BEGIN SUPPLIED DATA

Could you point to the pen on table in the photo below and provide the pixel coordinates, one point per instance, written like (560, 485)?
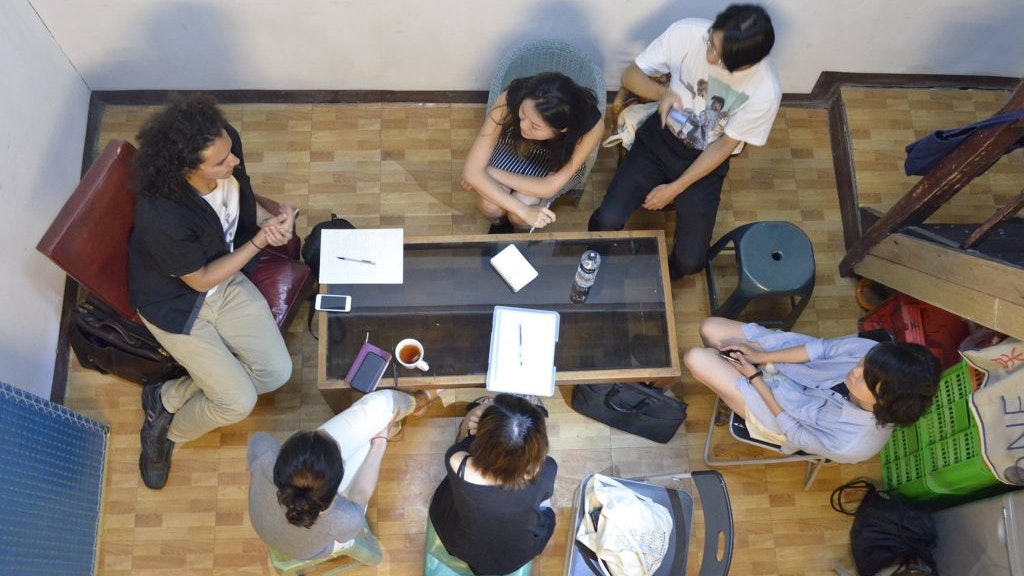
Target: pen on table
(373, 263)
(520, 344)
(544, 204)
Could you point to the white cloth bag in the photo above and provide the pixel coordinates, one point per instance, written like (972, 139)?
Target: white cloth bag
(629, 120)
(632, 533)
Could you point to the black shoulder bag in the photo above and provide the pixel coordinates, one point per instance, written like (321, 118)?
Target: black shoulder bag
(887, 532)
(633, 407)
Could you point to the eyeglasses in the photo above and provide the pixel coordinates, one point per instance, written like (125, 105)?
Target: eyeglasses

END SUPPLIED DATA
BEGIN SUPPLIED DATA

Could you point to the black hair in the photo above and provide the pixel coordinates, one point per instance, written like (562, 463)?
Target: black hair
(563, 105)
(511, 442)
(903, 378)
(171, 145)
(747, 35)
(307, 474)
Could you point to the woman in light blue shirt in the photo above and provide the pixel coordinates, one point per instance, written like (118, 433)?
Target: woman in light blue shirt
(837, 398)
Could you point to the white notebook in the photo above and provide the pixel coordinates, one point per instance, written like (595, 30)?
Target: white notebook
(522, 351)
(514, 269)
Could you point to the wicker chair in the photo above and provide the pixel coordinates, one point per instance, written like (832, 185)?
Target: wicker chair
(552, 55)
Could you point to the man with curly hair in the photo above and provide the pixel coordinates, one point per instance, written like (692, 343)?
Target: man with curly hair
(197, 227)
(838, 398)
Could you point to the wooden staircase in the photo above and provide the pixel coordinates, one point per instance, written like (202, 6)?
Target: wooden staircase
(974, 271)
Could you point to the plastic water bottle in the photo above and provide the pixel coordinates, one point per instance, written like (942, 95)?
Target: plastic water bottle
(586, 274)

END SUPPLIED DATA

## PROBLEM DETAILS:
Rewrite only the lines between the one holding "Could you point to the pen" and the one holding "Target: eyeglasses", inclusive, swapping every "photo" for "image" and keeping everything else the same. Leave the pictures out of your answer.

## FINISHED TASK:
Could you point to the pen on table in the image below and provide the pixel coordinates, one point per instance, written like (560, 485)?
Target: pen on table
(373, 263)
(520, 344)
(544, 204)
Could you point to the white cloth bag in the image above and provide the pixel coordinates, one point per instance, written like (972, 139)?
Target: white cloth bag
(629, 120)
(632, 533)
Could you point to the black shoulder bag in the image above and provide the pixel coordinates, one point per instance, written like (321, 118)?
Target: black shoulder bag
(887, 532)
(633, 407)
Could you point to the eyeglasses in the image above and provide the pixel coordinates, one point per instance, written like (125, 105)?
Target: eyeglasses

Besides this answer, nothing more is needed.